▶ [Raw data]:
· · · · · · ·

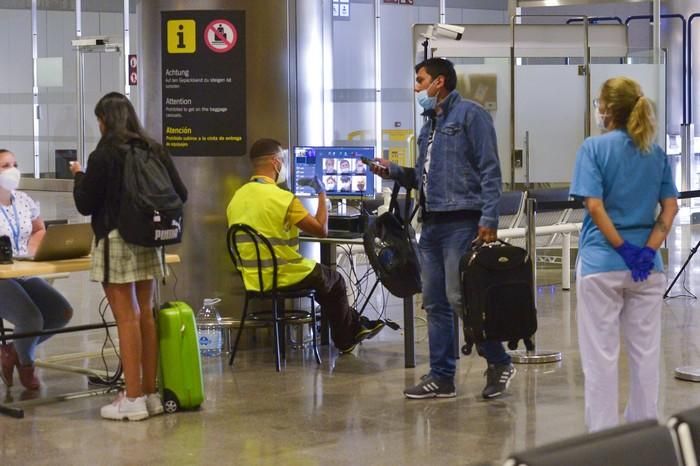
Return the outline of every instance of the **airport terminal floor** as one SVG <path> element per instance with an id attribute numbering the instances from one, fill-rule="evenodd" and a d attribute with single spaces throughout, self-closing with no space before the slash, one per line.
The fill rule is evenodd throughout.
<path id="1" fill-rule="evenodd" d="M 58 199 L 55 205 L 63 204 Z M 700 225 L 689 226 L 687 213 L 683 220 L 668 243 L 669 278 L 700 239 Z M 700 257 L 688 270 L 686 287 L 697 290 Z M 27 408 L 24 419 L 0 417 L 0 464 L 502 464 L 512 451 L 585 431 L 575 290 L 562 291 L 557 269 L 540 270 L 538 283 L 538 346 L 562 351 L 563 361 L 518 365 L 509 393 L 500 399 L 481 399 L 485 363 L 474 355 L 458 363 L 457 398 L 405 399 L 402 390 L 428 367 L 426 329 L 419 319 L 415 369 L 404 368 L 402 335 L 388 329 L 350 355 L 324 347 L 320 367 L 310 351 L 302 350 L 288 351 L 281 373 L 275 372 L 269 348 L 239 352 L 233 370 L 225 356 L 206 358 L 206 401 L 199 411 L 143 422 L 106 421 L 99 408 L 112 395 Z M 76 314 L 97 312 L 100 289 L 87 282 L 87 273 L 56 286 L 74 303 Z M 681 292 L 679 282 L 672 294 Z M 401 312 L 398 300 L 392 301 L 389 316 L 401 323 Z M 673 377 L 677 366 L 700 365 L 698 300 L 666 301 L 662 339 L 660 415 L 665 420 L 700 405 L 700 384 Z M 103 333 L 59 335 L 40 347 L 39 357 L 99 351 L 103 340 Z M 102 363 L 77 362 L 86 367 Z M 624 357 L 620 369 L 624 399 Z M 43 387 L 38 394 L 2 386 L 3 398 L 51 397 L 87 388 L 83 376 L 39 373 Z"/>

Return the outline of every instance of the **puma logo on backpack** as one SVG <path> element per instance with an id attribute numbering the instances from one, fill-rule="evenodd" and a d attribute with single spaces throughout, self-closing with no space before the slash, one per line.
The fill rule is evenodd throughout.
<path id="1" fill-rule="evenodd" d="M 119 234 L 127 243 L 140 246 L 181 242 L 183 203 L 165 164 L 141 146 L 124 148 Z"/>

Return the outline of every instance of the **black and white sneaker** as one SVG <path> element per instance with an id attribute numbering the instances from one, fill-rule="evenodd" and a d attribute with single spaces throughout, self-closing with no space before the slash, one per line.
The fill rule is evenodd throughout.
<path id="1" fill-rule="evenodd" d="M 515 377 L 515 372 L 515 367 L 512 364 L 489 364 L 488 369 L 484 372 L 486 387 L 481 392 L 481 396 L 488 400 L 503 395 L 508 390 L 510 381 Z"/>
<path id="2" fill-rule="evenodd" d="M 439 380 L 430 374 L 421 377 L 420 383 L 403 391 L 406 398 L 454 398 L 457 396 L 455 384 L 448 380 Z"/>

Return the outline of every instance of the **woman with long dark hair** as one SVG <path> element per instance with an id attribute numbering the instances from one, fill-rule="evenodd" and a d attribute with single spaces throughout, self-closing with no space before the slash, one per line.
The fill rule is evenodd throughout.
<path id="1" fill-rule="evenodd" d="M 102 138 L 90 154 L 86 172 L 79 163 L 71 164 L 75 176 L 73 197 L 78 211 L 92 216 L 95 248 L 90 279 L 102 282 L 117 321 L 126 384 L 125 391 L 102 407 L 100 414 L 106 419 L 136 421 L 163 412 L 156 390 L 158 341 L 153 294 L 155 280 L 163 277 L 165 264 L 157 248 L 127 243 L 117 229 L 120 210 L 129 208 L 120 205 L 125 147 L 138 146 L 160 157 L 183 202 L 187 189 L 168 153 L 146 135 L 124 95 L 111 92 L 102 97 L 95 106 L 95 116 Z"/>

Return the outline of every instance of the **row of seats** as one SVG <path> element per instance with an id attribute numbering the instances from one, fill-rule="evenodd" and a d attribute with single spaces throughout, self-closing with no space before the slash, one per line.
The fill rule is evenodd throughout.
<path id="1" fill-rule="evenodd" d="M 547 202 L 566 202 L 569 200 L 568 188 L 533 189 L 530 191 L 505 191 L 501 195 L 498 204 L 499 229 L 525 228 L 527 227 L 527 213 L 525 205 L 527 199 L 537 201 L 537 215 L 535 216 L 535 226 L 544 227 L 550 225 L 560 225 L 564 223 L 580 223 L 583 221 L 584 208 L 558 208 L 547 207 Z M 577 243 L 578 233 L 572 233 L 572 243 Z M 561 233 L 551 235 L 537 235 L 536 244 L 538 248 L 561 246 Z M 524 238 L 513 238 L 509 243 L 524 247 Z"/>
<path id="2" fill-rule="evenodd" d="M 697 466 L 700 407 L 512 454 L 504 466 Z"/>

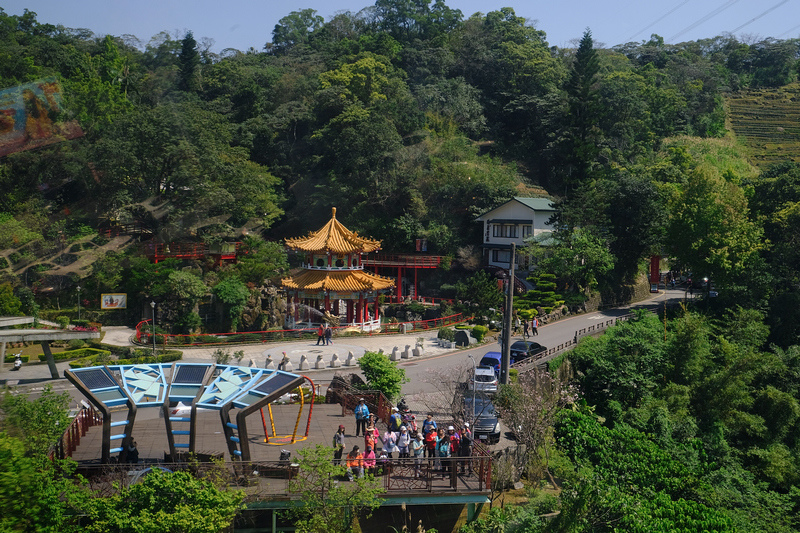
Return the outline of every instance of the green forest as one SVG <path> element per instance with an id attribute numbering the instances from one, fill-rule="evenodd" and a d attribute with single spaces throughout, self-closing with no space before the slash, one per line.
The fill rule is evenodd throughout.
<path id="1" fill-rule="evenodd" d="M 448 258 L 426 294 L 464 297 L 487 285 L 475 218 L 548 197 L 555 230 L 520 253 L 567 305 L 625 301 L 652 254 L 718 296 L 570 353 L 559 374 L 581 399 L 532 467 L 560 495 L 469 532 L 800 531 L 799 75 L 800 39 L 607 48 L 587 28 L 558 48 L 510 8 L 442 0 L 292 12 L 262 50 L 221 53 L 0 8 L 0 89 L 54 78 L 58 120 L 83 132 L 0 158 L 0 315 L 80 301 L 131 325 L 156 299 L 190 333 L 213 296 L 212 331 L 279 326 L 252 302 L 288 271 L 281 240 L 331 207 L 386 252 L 426 239 Z M 240 242 L 240 260 L 154 265 L 139 240 Z M 101 293 L 131 312 L 103 315 Z M 559 404 L 544 382 L 505 408 Z"/>

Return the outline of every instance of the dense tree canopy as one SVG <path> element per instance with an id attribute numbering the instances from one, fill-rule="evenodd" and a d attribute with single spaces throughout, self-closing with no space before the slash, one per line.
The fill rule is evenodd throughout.
<path id="1" fill-rule="evenodd" d="M 0 304 L 4 314 L 60 308 L 80 284 L 126 292 L 139 315 L 156 302 L 160 327 L 182 333 L 262 327 L 273 318 L 260 299 L 289 267 L 278 241 L 317 229 L 337 206 L 387 252 L 426 239 L 462 308 L 488 317 L 502 295 L 497 278 L 471 272 L 475 218 L 514 196 L 547 196 L 555 231 L 531 243 L 539 287 L 519 299 L 574 309 L 592 292 L 624 294 L 658 252 L 719 289 L 703 314 L 671 317 L 666 331 L 636 316 L 570 356 L 587 405 L 552 435 L 539 428 L 571 465 L 549 527 L 797 530 L 795 125 L 773 128 L 780 142 L 761 130 L 737 139 L 729 109 L 749 90 L 796 94 L 798 57 L 798 39 L 732 35 L 604 48 L 590 28 L 574 48 L 552 47 L 511 8 L 465 16 L 443 0 L 378 0 L 327 21 L 294 11 L 263 51 L 220 54 L 191 31 L 99 37 L 0 8 L 0 86 L 57 80 L 54 116 L 83 132 L 0 159 Z M 774 147 L 770 158 L 756 160 L 743 138 Z M 239 260 L 152 264 L 137 246 L 109 243 L 122 226 L 153 239 L 145 245 L 236 241 Z M 60 270 L 87 249 L 90 264 Z M 402 375 L 372 363 L 395 394 Z M 3 464 L 52 513 L 2 527 L 59 530 L 59 485 L 19 448 L 45 442 L 20 427 L 0 434 Z M 238 505 L 224 500 L 210 518 Z M 127 512 L 108 504 L 98 530 Z M 546 527 L 533 511 L 500 515 Z"/>

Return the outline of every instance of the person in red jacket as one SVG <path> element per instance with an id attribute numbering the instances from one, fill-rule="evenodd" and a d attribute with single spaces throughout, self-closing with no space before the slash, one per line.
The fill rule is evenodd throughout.
<path id="1" fill-rule="evenodd" d="M 435 431 L 429 431 L 425 434 L 425 457 L 436 457 L 437 440 Z"/>

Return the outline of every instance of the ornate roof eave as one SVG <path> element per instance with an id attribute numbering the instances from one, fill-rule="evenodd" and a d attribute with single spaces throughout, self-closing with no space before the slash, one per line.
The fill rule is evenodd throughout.
<path id="1" fill-rule="evenodd" d="M 305 270 L 281 280 L 286 289 L 334 292 L 379 291 L 394 287 L 394 279 L 363 270 Z"/>
<path id="2" fill-rule="evenodd" d="M 357 231 L 347 229 L 336 220 L 334 207 L 327 224 L 306 237 L 286 239 L 286 246 L 306 253 L 352 254 L 376 252 L 381 249 L 381 241 L 361 237 Z"/>

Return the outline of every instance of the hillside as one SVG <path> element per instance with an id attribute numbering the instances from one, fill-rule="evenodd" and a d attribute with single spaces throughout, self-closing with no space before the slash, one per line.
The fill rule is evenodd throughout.
<path id="1" fill-rule="evenodd" d="M 727 99 L 728 121 L 759 167 L 800 162 L 800 83 L 742 91 Z"/>

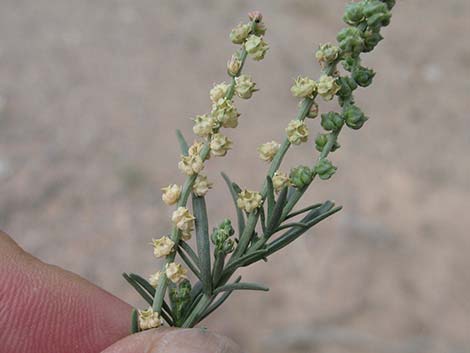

· · · · · · ·

▶ [Instructions to follow]: Starting with the line that holds "Return the outline of every instance of the hillside", repeat exactly every line through the end of the material above, both ends included, without the pictures.

▶ [Solution]:
Return the outline of every instance of the hillside as one SVG <path> element per instance with an id attribute numbering the instances from one, fill-rule="evenodd" and a d attribute with single spaces throughout, self-closing with no space before the slash, one per line.
The fill rule is evenodd throughout.
<path id="1" fill-rule="evenodd" d="M 727 99 L 728 121 L 759 167 L 800 162 L 800 83 L 742 91 Z"/>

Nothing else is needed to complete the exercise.